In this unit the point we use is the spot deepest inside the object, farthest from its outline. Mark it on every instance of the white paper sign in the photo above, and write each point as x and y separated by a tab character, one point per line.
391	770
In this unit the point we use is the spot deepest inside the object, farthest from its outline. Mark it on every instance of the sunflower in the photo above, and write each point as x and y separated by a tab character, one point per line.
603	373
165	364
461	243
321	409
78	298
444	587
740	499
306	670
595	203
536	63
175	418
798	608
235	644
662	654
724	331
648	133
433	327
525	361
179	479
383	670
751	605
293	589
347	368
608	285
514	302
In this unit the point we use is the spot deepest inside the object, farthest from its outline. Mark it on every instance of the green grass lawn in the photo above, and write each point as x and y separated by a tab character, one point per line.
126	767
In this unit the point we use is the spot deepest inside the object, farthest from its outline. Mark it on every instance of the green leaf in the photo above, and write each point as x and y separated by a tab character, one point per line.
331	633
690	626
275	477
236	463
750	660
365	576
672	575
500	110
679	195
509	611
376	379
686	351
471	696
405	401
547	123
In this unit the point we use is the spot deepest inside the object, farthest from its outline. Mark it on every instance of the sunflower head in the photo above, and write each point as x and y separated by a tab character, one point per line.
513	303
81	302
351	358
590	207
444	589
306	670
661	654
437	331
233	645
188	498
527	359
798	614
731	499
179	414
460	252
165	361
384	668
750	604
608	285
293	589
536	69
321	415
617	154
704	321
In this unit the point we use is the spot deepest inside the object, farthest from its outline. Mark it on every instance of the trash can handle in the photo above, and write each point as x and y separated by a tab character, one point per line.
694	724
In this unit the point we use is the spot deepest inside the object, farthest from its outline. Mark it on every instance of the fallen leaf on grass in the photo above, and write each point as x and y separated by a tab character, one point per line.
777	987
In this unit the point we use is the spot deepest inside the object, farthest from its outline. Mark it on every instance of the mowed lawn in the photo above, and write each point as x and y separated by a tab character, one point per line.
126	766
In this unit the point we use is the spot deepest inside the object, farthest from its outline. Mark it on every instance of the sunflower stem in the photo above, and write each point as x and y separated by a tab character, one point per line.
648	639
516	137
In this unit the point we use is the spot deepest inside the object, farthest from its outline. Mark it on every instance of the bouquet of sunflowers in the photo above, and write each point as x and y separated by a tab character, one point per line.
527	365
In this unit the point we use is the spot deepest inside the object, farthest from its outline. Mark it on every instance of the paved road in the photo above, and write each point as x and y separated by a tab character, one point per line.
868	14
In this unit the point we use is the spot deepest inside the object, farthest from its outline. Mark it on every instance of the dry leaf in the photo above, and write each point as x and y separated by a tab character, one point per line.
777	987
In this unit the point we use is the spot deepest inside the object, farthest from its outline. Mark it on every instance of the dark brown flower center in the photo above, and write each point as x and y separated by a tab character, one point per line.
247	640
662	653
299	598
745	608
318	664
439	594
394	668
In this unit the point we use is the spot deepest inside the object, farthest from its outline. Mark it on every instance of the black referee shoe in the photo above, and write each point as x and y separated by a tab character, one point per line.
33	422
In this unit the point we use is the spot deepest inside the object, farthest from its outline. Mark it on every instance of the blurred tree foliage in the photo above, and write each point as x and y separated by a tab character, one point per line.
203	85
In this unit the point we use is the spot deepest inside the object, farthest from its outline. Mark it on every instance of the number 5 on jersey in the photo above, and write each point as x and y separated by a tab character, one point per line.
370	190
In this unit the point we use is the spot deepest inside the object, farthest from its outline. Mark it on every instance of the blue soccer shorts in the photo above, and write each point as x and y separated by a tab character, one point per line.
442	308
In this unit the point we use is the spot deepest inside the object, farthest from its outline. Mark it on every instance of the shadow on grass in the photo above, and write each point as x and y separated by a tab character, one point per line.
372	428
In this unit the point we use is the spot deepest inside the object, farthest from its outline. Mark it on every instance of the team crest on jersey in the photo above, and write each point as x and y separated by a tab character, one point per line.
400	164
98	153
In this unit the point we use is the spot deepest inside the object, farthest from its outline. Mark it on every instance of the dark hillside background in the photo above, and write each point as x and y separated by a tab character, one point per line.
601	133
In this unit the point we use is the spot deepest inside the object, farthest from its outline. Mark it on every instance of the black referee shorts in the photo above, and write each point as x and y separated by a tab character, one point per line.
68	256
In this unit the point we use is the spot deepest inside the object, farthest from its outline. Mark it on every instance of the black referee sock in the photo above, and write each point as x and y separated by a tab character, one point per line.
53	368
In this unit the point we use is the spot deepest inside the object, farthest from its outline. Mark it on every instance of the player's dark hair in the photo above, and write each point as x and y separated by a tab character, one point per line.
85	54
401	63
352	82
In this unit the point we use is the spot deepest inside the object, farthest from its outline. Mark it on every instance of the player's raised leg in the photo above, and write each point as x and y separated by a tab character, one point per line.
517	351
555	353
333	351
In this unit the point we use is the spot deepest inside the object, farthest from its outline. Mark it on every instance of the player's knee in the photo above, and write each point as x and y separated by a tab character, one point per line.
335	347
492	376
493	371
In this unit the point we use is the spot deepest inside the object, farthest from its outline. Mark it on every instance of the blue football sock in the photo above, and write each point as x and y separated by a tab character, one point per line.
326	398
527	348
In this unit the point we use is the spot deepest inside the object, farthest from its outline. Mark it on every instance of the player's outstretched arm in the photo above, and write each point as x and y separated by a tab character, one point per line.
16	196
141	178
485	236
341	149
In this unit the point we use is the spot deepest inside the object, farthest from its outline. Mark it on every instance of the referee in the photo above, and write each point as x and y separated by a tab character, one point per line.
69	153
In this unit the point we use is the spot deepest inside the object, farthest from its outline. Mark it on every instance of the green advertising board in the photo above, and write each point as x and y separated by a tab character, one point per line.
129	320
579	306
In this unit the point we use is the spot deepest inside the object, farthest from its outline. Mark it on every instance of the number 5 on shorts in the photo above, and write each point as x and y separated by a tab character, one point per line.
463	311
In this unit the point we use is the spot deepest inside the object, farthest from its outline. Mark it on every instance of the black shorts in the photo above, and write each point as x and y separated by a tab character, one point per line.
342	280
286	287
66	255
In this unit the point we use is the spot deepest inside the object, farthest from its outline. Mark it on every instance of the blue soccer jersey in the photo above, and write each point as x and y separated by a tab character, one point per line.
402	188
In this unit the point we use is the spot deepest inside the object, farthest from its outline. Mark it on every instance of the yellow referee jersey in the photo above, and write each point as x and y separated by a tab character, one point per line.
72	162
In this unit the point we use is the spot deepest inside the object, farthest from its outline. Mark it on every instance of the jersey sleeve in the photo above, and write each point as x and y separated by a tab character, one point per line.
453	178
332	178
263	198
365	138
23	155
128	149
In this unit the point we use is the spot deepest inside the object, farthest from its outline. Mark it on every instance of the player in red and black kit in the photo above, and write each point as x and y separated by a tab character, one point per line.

====

PROBLEM DETAILS:
From the first line to the last, return the data above exactly.

EXERCISE SOLUTION:
In this unit the point we use is the spot deepest inside the object, farthest from its outline. Mark it on every instance of the white paper sign in the photo above, and write each point as x and y separated by a tab character, one point per line.
391	770
In this unit the point we use is the spot deepest inside the object, farthest from its outline. Mark it on every instance of the sunflower in the photo above, and write each point as x and y separated by a tab character, one point per line.
603	373
165	364
461	243
321	409
78	298
444	587
740	499
306	670
595	203
536	63
175	418
798	608
235	644
662	654
724	331
648	133
433	327
525	361
179	479
383	670
751	605
293	589
347	368
608	285
514	302
In this unit the point we use is the spot deepest inside the object, farthest from its outline. Mark it on every instance of the green grass lawn in the photo above, and write each point as x and y separated by a tab character, one point per line.
126	767
In this unit the point we use is the spot deepest inside the object, farthest from its outline. Mark it on every instance of the green leaf in the photo above, and write each point as x and y separated by a tab character, one point per line.
331	633
690	626
275	477
236	463
750	660
365	576
672	575
500	110
679	195
509	611
376	379
686	351
471	696
405	401
547	123
In this unit the point we use is the spot deepest inside the object, farthest from its outline. Mark it on every instance of the sunflower head in the photo above, and write each point as x and y separated by a tab character, one point per line.
513	303
81	302
351	358
590	207
444	589
306	670
661	654
437	331
233	645
188	498
527	359
798	614
731	499
179	414
460	252
165	361
384	668
750	604
608	285
293	589
536	69
321	415
617	154
704	321
In this unit the point we use is the spot deepest inside the object, farthest from its outline. Mark it on every instance of the trash can handle in the photo above, and write each point as x and y separated by a tab character, one point per line.
694	724
In this unit the point we use is the spot deepest inside the object, farthest from its outline. Mark it on every instance of the fallen leaf on grass in the photo above, and write each point as x and y separated by a tab character, one point per line.
777	987
In this unit the point we use is the spot deepest inside the object, farthest from its outline. Mark it on every instance of the mowed lawn in the photo above, and write each point as x and y separated by a tab character, one point per line.
126	766
In this unit the point we use is the spot deepest inside the object, farthest from its outline. Mark it on every instance of the sunflower stem in the photo above, and write each point as x and y separated by a tab character, one point per line.
648	639
516	137
In this unit the point we use is the spot deepest inside the object, farthest from its outline. Mark it on every instance of the bouquet of sunflowers in the photo above, and write each point as x and y separated by a tab character, one point per line.
527	365
In this unit the point we use is the spot deepest inside the object, farthest from its outline. Mark it on every instance of the paved road in the photo above, and write each point as x and y separated by a tab character, one point per line.
868	14
In this unit the point we use is the spot deepest inside the object, farthest from its outline. Mark it on every instance of the dry leaf in the photo above, and write each point as x and y separated by a tab character, one point per line.
777	987
In this unit the point we use is the spot deepest inside the object, farthest from its outline. Mark it on every instance of the dark brown flower center in the photo above, and write each point as x and y separated by a tab character, one point per line.
247	640
662	653
299	598
745	608
318	664
439	594
394	668
In this unit the point we use is the spot deepest inside the object, farthest from its outline. Mark it on every instance of the black referee shoe in the photo above, and write each point as x and y separated by a tab character, one point per line.
33	422
In this unit the point we use is the spot deepest inside the object, farthest from its outline. Mark it on every instance of the blurred tree foliage in the photo above, and write each point as x and y separated by a tab character, one point per line.
203	85
In this unit the point we use is the spot deepest inside the object, farthest from its outline. Mark it on every instance of the number 5 on jersey in the photo above, and write each point as x and y separated by a tab character, one point per line.
370	190
In this unit the point we use is the spot deepest inside the object, farthest from its outline. Mark it on every instance of the blue soccer shorts in the photo above, and write each point as x and y separated by a tab character, one point per line.
442	308
In this unit the point we use is the spot deepest inside the object, farthest from its outline. Mark it on every instance of the shadow on grass in the photo above, and write each point as x and y separated by a tab character, one point per line.
372	428
In this unit the point we use is the spot deepest inside the object, farthest from its outline. Mark it on every instance of the team crest on jersey in the photo above, and write each point as x and y separated by a tab character, one point per line.
400	164
98	153
In this unit the point we use is the spot deepest inside the object, farthest from its outline. Mark it on every instance of the dark hillside background in the photo above, and write each point as x and y separated by a tab character, one point per line.
601	133
In this unit the point we use is the spot deepest inside the object, farthest from its outline. Mark it on every instance of the black referee shorts in the photo above, and write each point as x and y separated by a tab character, one point per line.
68	256
In this unit the point we use is the spot deepest inside the object, farthest from its outline. Mark it on every instance of the black referee sock in the photo above, and write each point as x and y separated by a tab character, one point per line.
53	368
In this unit the point we use is the spot deepest inside the object, farthest from its outline. Mark it on every instance of the player's dark hair in the photo above, and write each point as x and y separated by a tab character, one point per line.
85	54
401	63
352	82
In this unit the point we use is the spot deepest inside the object, farthest from its outline. Mark it on every instance of the player's raised leg in the photo above, and write each point as x and y separated by a tab character, one point per line.
517	351
555	353
333	351
In this unit the point we use is the spot deepest inside the object, farthest from its outline. Mark it on every instance of the player's knee in the photo above, and write each point as x and y separated by a tab character, one point per line.
335	347
492	376
493	371
In this unit the point we use is the spot deepest inside the object, farthest from its outline. Mark it on every instance of the blue football sock in the photo above, and write each point as x and y separated by a tab character, one point per line.
326	398
527	348
In this unit the point we use is the spot deepest inside the object, farthest from its outline. Mark it on every instance of the player's outstretched arm in the photo above, and write each point as x and y separated by a tab character, one point per line.
16	196
141	178
485	236
341	149
In this unit the point we use is the spot deepest inside the object, farthest from its outline. Mark it on every instance of the referee in the photo above, and write each point as x and y separated by a tab character, one point per line.
69	153
In this unit the point we use is the spot deepest inside the object, farthest from its outline. Mark it on every instance of the green advertising board in the photo above, and write each point as x and y separated by a tab character, one point per line.
129	320
579	306
In this unit the point we use is the spot deepest inside the object, farthest from its outline. Mark it on every instance of the number 5 on shorts in the photo above, and write each point as x and y separated by a tab character, one point per line.
463	311
In this unit the point we use is the spot deepest inside the object, farthest from its outline. Mark it on every instance of the black shorts in the photo above, and write each point as x and y separated by a tab character, one point per line.
342	280
286	287
66	255
In this unit the point we use is the spot deepest inside the object, farthest from its outline. Mark it on every instance of the blue soccer jersey in the photo above, and write each point as x and y separated by a tab character, one point per line.
402	188
In this unit the point we use is the spot deepest inside the object, farthest from its outline. Mark it on every instance of the yellow referee jersey in the photo above, and write each point as x and y separated by a tab character, one point per line.
72	162
In this unit the point we use is the spot deepest inside the object, farthest from its outline. Mark it on every instance of the jersey sleeve in the photo above, and write each point as x and y separated by a tab character, one point per line.
453	178
332	178
263	198
365	138
23	155
128	149
In this unit the point we use is the spot deepest inside the object, farthest from its outline. Mark it on every instance of the player in red and black kit in the photo above, and write each point as x and y separated by a tab character, one point per line.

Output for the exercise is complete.